Count the lines in the records below that contain the string "window", treating uppercase and lowercase as distinct, and give only the number.

Supplied records:
# # # #
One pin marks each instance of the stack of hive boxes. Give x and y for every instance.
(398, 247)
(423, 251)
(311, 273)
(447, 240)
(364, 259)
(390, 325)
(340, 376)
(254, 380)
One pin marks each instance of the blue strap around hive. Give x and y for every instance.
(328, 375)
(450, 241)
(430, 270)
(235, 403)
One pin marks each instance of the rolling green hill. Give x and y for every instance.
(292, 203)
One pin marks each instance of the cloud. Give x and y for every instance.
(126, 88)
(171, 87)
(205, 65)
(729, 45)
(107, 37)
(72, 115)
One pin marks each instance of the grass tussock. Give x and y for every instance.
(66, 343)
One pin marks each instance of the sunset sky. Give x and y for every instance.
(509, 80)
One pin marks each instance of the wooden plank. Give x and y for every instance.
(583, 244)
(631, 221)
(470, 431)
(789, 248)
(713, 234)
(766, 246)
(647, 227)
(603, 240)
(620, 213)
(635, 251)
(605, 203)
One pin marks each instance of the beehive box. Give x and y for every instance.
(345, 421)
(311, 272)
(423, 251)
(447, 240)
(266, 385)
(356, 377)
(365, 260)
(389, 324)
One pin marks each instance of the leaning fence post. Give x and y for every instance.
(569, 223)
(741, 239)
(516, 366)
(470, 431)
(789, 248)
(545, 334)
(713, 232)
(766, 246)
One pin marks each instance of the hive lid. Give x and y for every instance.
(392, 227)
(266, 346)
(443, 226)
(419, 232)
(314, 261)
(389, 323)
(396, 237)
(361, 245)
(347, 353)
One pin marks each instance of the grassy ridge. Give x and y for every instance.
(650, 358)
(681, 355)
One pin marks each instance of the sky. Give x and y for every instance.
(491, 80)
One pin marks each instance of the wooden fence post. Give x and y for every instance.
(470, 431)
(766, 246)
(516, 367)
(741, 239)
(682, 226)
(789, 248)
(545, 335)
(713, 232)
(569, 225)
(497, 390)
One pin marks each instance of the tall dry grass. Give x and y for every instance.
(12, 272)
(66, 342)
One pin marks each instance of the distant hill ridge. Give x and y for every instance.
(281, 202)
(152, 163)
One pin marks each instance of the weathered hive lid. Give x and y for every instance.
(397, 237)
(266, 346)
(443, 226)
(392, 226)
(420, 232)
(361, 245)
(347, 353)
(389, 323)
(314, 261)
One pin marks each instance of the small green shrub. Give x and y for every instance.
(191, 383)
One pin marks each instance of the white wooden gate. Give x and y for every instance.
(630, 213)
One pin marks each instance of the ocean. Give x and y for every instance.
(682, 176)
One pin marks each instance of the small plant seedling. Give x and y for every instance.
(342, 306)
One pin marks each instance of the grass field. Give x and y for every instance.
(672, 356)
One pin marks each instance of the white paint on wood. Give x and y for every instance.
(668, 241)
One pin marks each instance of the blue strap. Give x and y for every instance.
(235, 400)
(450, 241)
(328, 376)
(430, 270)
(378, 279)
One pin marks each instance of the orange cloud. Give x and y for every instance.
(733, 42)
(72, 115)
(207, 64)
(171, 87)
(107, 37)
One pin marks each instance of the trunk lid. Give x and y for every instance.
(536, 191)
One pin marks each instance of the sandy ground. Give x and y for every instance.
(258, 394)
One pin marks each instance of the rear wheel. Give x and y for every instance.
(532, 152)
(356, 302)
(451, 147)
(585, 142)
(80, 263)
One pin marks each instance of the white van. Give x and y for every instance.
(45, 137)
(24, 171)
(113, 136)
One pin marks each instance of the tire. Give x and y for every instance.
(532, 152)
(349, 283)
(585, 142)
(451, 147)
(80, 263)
# # # #
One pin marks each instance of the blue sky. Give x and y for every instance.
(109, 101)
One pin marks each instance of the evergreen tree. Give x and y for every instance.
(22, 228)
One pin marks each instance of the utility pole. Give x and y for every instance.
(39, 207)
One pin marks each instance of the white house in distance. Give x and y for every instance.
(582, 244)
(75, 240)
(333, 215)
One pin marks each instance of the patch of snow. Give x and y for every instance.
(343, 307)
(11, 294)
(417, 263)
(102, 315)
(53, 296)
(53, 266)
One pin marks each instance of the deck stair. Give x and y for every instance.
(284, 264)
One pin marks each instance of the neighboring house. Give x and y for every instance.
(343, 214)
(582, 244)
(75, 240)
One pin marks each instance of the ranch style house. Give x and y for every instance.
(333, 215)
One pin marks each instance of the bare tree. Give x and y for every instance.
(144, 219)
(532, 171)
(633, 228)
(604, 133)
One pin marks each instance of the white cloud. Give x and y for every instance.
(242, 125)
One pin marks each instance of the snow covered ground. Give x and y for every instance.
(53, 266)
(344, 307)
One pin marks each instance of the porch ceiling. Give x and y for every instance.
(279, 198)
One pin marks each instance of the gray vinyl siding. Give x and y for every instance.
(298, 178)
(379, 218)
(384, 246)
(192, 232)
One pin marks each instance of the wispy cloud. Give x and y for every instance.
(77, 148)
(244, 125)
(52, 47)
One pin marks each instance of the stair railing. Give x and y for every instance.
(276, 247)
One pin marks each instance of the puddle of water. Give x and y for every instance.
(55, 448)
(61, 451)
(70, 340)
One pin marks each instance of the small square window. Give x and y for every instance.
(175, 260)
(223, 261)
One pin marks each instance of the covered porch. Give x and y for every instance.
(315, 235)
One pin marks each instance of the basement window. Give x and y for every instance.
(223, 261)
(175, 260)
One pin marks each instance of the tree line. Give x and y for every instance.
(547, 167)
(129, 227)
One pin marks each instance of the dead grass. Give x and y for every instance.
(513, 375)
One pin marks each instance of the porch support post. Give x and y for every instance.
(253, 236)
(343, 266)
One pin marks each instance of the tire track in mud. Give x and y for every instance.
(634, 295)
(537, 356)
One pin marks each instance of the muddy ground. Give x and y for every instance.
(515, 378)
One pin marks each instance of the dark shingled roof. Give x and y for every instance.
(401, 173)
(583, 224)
# # # #
Expected answer: 2